▶ **Task item**:
Your reply should repeat all records verbatim and contain no images.

▶ **Entries supplied**:

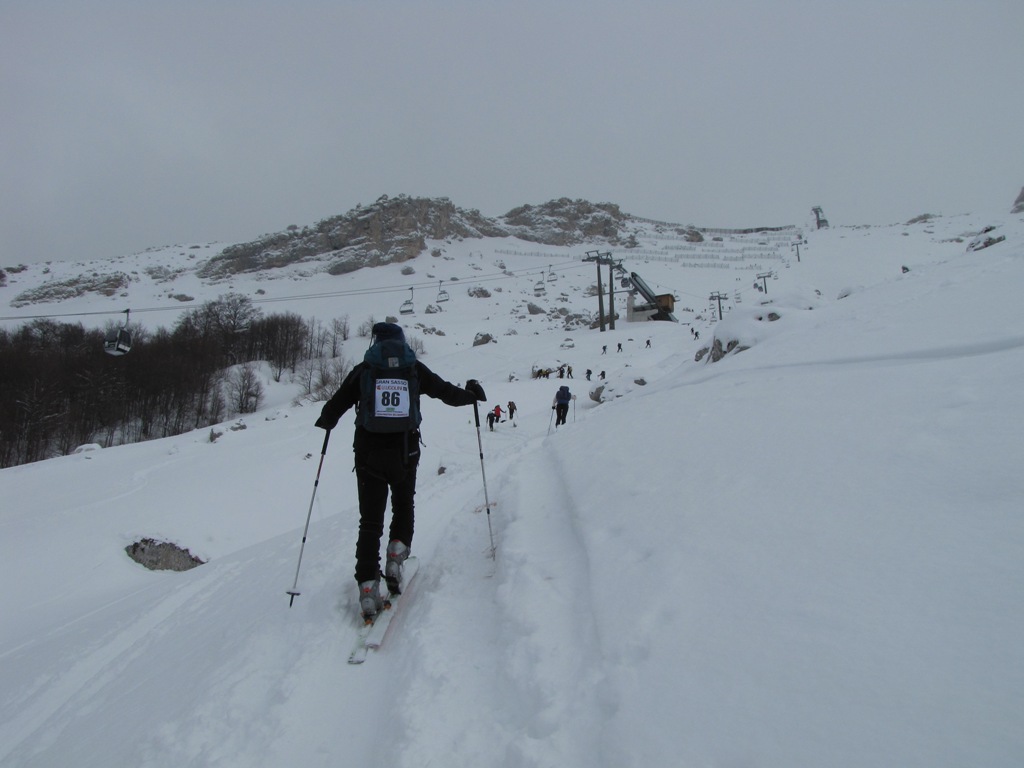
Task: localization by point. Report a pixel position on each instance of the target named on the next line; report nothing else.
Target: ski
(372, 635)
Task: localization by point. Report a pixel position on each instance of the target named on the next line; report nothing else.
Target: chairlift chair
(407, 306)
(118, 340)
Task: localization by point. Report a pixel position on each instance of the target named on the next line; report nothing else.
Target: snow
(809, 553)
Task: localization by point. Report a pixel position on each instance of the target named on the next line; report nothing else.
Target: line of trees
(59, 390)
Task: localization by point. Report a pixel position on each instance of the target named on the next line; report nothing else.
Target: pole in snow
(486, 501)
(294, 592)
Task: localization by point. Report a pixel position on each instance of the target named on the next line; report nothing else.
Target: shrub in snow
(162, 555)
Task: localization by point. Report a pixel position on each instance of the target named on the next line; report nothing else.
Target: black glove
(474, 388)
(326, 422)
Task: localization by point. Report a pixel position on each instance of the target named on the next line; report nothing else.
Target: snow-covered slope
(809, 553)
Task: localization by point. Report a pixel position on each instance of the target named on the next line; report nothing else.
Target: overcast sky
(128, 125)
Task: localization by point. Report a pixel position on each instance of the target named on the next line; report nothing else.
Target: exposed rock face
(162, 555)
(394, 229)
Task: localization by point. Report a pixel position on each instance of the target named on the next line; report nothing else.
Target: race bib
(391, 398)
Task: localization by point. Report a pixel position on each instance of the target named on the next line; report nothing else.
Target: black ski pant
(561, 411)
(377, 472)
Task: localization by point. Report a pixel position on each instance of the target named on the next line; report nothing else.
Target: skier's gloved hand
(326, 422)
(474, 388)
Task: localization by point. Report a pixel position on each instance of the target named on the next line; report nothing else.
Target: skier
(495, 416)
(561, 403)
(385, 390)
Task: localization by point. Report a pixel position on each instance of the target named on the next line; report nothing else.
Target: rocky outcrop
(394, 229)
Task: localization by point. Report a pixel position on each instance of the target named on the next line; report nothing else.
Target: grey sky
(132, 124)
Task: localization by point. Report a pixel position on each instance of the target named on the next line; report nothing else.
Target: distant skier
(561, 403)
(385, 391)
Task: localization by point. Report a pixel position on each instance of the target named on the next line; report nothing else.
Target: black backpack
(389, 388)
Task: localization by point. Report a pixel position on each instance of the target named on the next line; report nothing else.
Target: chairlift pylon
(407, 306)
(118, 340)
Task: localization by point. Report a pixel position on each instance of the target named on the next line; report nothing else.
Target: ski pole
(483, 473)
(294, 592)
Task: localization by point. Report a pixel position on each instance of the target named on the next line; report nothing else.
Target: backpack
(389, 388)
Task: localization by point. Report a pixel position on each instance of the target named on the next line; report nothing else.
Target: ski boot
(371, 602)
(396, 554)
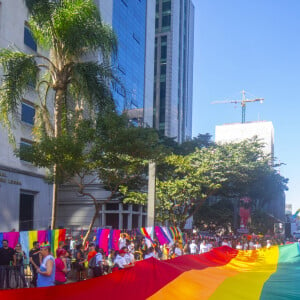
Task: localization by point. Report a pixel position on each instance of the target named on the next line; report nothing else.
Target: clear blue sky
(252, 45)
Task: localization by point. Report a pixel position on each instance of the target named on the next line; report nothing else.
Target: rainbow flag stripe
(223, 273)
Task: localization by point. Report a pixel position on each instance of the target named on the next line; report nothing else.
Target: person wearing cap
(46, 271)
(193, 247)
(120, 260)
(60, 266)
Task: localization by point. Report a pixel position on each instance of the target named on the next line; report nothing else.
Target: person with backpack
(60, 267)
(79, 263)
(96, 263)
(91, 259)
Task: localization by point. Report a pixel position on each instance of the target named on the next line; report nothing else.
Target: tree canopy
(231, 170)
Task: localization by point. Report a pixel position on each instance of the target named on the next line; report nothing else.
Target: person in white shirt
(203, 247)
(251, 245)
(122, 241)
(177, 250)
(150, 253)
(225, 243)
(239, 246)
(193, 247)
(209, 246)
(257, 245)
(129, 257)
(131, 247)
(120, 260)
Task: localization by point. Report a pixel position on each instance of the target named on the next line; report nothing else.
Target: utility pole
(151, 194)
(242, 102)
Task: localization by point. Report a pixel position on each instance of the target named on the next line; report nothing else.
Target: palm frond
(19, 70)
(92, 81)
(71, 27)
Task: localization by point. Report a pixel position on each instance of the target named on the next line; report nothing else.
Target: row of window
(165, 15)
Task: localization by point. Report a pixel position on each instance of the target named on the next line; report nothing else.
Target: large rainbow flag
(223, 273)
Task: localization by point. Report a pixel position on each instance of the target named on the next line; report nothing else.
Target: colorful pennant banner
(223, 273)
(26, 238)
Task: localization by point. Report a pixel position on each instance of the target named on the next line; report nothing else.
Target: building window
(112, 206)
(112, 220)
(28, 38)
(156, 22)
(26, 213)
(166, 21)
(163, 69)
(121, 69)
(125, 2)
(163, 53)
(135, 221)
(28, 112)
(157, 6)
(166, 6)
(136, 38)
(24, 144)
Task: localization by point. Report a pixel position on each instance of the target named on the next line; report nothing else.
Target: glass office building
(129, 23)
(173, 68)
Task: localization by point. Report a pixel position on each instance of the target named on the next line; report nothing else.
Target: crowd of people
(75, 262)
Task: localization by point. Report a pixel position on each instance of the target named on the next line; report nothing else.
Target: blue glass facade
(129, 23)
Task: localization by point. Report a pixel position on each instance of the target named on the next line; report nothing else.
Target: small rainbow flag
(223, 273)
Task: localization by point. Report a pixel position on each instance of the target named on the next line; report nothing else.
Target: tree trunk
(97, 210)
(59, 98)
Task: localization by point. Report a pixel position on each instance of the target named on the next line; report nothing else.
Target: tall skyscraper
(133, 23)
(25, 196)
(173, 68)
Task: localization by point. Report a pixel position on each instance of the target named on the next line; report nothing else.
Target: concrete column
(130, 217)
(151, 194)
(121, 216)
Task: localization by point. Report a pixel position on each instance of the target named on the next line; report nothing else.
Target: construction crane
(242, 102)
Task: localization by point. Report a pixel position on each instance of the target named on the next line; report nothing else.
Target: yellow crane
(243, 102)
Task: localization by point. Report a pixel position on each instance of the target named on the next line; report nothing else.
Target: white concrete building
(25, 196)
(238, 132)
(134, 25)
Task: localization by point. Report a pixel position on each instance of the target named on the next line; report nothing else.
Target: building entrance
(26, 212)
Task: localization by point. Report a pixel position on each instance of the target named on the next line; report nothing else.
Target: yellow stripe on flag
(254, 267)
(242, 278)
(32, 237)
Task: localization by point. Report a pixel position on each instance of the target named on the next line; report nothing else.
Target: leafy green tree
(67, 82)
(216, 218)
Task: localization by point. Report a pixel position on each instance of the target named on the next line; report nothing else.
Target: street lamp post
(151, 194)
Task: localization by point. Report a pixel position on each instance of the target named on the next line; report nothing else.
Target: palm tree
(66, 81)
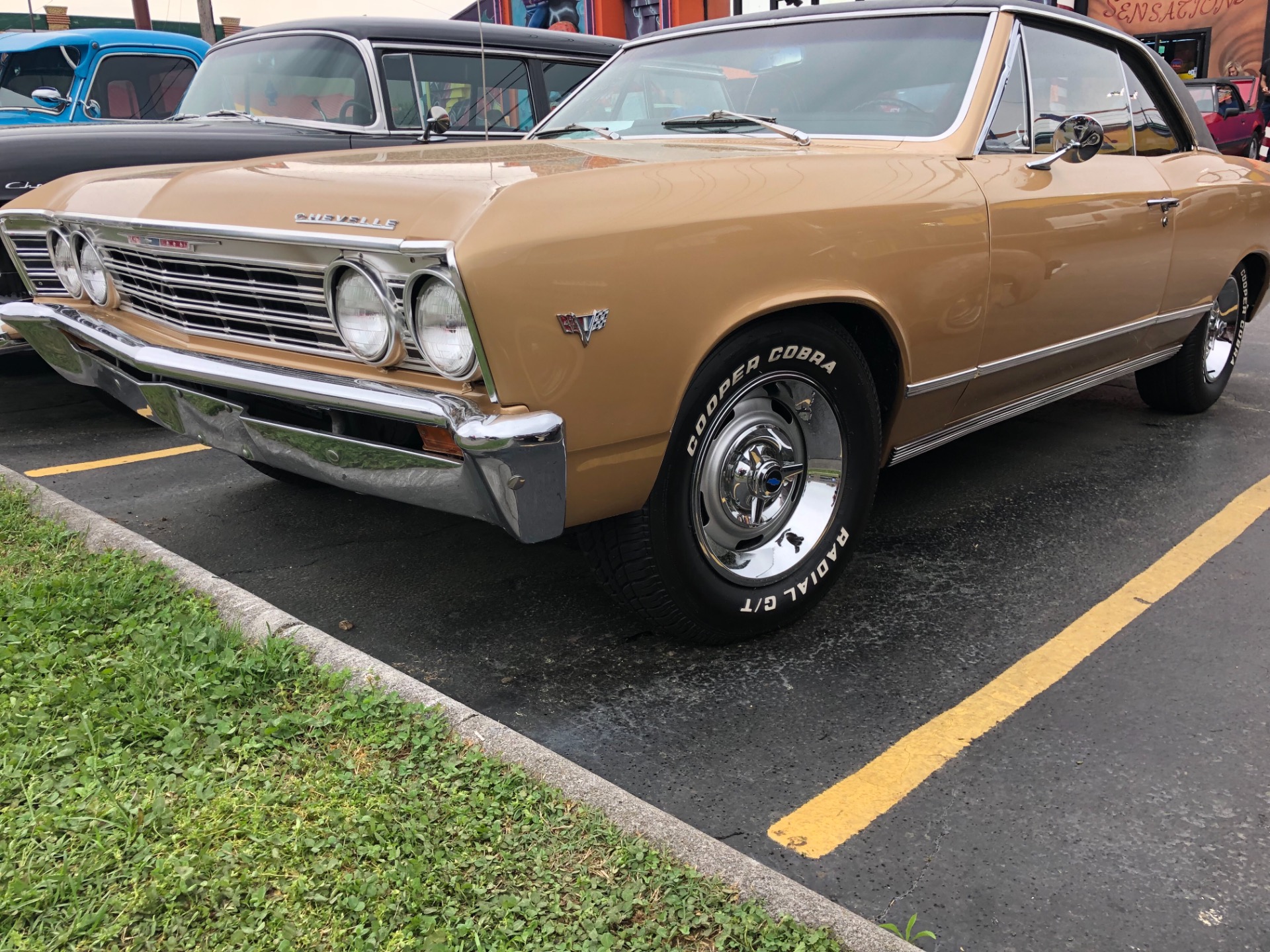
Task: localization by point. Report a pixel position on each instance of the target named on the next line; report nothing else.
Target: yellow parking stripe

▶ **Result of this task**:
Task: localization by point. Report a pixel position on each instance of the target named on the next line; report nothing else.
Target: ski
(372, 635)
Task: localization by point. Report a pixel position on each instance of the target named on the next line; report nothing else.
Target: chairlift chair
(407, 306)
(118, 340)
Task: localization by point. Report a pixel position on each instance of the target named on the next line; report nothing else.
Target: snow
(809, 553)
Task: localization by point. Report a pixel position on each instance of the target named on the next line; report nothing else.
Target: line of trees
(59, 390)
Task: localization by point. Report a pixel position on each instance of the target named on the next line; report nothing else.
Target: pole in snow
(486, 501)
(294, 592)
Task: localization by point. Report a pixel position on each instance of the target named on the next line; report nothing else.
Target: shrub in snow
(162, 555)
Task: localization by point. Report a pixel position on each instance of the target named on the next line; report nothing else.
Target: black glove
(474, 388)
(326, 422)
Task: localization by point. Report a pixel position on each instance of the target named on the next line; report nothing else.
Target: snow-covered slope
(809, 553)
Task: localization by point. Report a pixel position on each instance of the target named on the next line; report nothing else.
Target: overcast sky
(128, 125)
Task: localization by point. Report a pixel position on each instance of the target named on the next line; report nothing else.
Target: exposed rock face
(162, 555)
(394, 229)
Task: localization by point. Report a pixel position on each instance of the target named on the next line; report nothing else.
Target: race bib
(391, 398)
Task: localization by point. Report a pixel position on each instance of the target named on the next line; report nothing else.
Target: black ski pant
(561, 411)
(377, 472)
Task: localization by point. Report a pixel position on each instance of the target named on the next line; report nothing else.
Target: skier's gloved hand
(326, 422)
(474, 388)
Task: localization by point. Report a pixel position on each instance of the target named on the next line; report nothing else.
Target: skier
(495, 416)
(561, 403)
(385, 390)
Task: localization by point. Report a pixel position on each instance of the target named on the next line; report nothing else.
Target: rocky outcrop
(394, 229)
Task: localization by point. Report a pixel position on each instance of the target named on the next line; report nothing else.
Target: grey sky
(132, 124)
Task: localization by point. Report a pixel position on each instance of the target named on the next line; report nothing else.
Target: distant skier
(561, 403)
(385, 391)
Task: localization by point. Report a pixel position on each instance of the target named on the next line; report nothing else.
Target: black backpack
(389, 388)
Task: localization by point. Report a pixel position on each instance of the target named on the next line; report nothing else.
Target: chairlift pylon
(407, 306)
(118, 340)
Task: localization by point. Report a pixel position on each instance of the target named on the next line; report nothing else.
Target: ski pole
(483, 473)
(294, 592)
Task: localization by point. Report a pixel position on each instance of the target named on the next line; report nothing else.
Target: backpack
(389, 388)
Task: localization by point. Report a pixel position on each instance of the target named on the next line; report nothing else.
Target: ski boot
(371, 602)
(396, 554)
Task: localization by point. Report a pixel position on each instance of the target named on the next line; report nothing else.
Target: clear blue sky
(252, 45)
Task: localization by point. Report a pixel position on each instance of the target named on the next line; report nothing else.
Target: rainbow flag stripe
(223, 273)
Task: localization by point. Report a pixel position on each instance of the target named on the next line; report nothing else.
Target: person wearing cap
(46, 271)
(193, 247)
(120, 260)
(60, 266)
Task: localization by point. Report a pixel position on each instance of the target named on the next line; report nothing else.
Target: person with backpack
(60, 267)
(79, 263)
(96, 263)
(91, 259)
Task: localization by point. Report a pixel position on each instance of the target named on the next line; report nothing else.
Target: tree canopy
(231, 170)
Task: localization by point. Report a pixel position on each instance of the target named on the next line; report nothing else.
Target: person in white shirt
(203, 247)
(251, 245)
(122, 241)
(177, 250)
(150, 253)
(225, 243)
(239, 246)
(193, 247)
(209, 246)
(257, 245)
(129, 257)
(131, 247)
(120, 260)
Task: localization by point. Report a pixel position on each instance of the target named on the next line; report nothing else.
Target: utility pole
(151, 194)
(242, 102)
Task: localization by point. Report a pixel position on each instance of the target named on the next line; report nothing else.
Target: palm frond
(19, 70)
(92, 81)
(71, 27)
Task: localization by point. Report a pixel position on each instance of the target named on the next line; report nothing else.
Target: row of window
(165, 15)
Task: localization by point. Report a pixel position on each instance of the target named on the next line; report nothing else.
Target: large rainbow flag
(223, 273)
Task: localization by point. Report a pixel position on each instance of the target named on the next line; report nothing else.
Target: colorful pennant banner
(223, 273)
(26, 238)
Task: localization by point. Report a pixel position on each instance of the target named on the next line; report nothing else.
Target: building window
(112, 206)
(112, 220)
(28, 38)
(156, 22)
(26, 213)
(166, 21)
(163, 69)
(121, 69)
(125, 2)
(163, 53)
(135, 221)
(28, 112)
(157, 6)
(166, 6)
(136, 38)
(24, 144)
Task: localization by point. Report a pixel position on each instance of the target named on the next line; report nothing else.
Target: glass office building
(129, 23)
(173, 68)
Task: localization by point. Report a pixel position on each instance of the target named on the next line; report nothing else.
Target: crowd of people
(75, 262)
Task: localization by point. Report a pixel position on each instance of the target named on the next line; report nothing else.
Target: blue glass facade
(129, 23)
Task: localization by point. Report a pixel position on each instance of the target named on the next line; report nothing else.
Target: small rainbow flag
(223, 273)
Task: localization by point. Report a pixel position on each instance of the target named on the next line; report nothing else.
Target: tree trunk
(97, 210)
(59, 98)
Task: localization by point. Report a pixel position on each instance of the target named on the next line; report nothing else.
Target: tall skyscraper
(133, 23)
(25, 196)
(173, 68)
Task: localization by point. Report a pixel position on each instance of the target named on the next line; report nothing else.
Target: concrete column
(130, 217)
(151, 194)
(121, 216)
Task: localization by point. Report a pixel position on each instance of the target named on the next line; report nothing else.
Target: construction crane
(242, 102)
Task: localization by point. Report a pixel position on each instance of the target named on the next line; report nothing else.
Target: yellow crane
(243, 102)
Task: localization by point. Report a pixel position on each instance of the target named on the next line; report nothing else.
Target: white concrete building
(25, 196)
(238, 132)
(134, 25)
Task: localization by point. Report a pixel position on each instance of the target named on the next line; report nothing else.
Target: building entrance
(26, 212)
Task: localization by point. Report a pixel position on each instance of the target named on the next line; report nothing else.
Target: yellow stripe on flag
(254, 267)
(242, 278)
(32, 237)
Task: localization by point. Report a pixel position on each instance of the target named on the next line; report nothing else.
Target: leafy green tree
(67, 82)
(216, 218)
Task: localization by point. Report a pixel position on each instance of the target named on the next line; report nothing else.
Target: street lamp post
(151, 194)
Task: localization by point. Report a pixel position on each instance of the target named on the next line; report nothing else.
Target: palm tree
(66, 81)
Task: localization by point. Report a pixel position on each instance of the target named on the next line; report nothing else.
Target: yellow parking stripe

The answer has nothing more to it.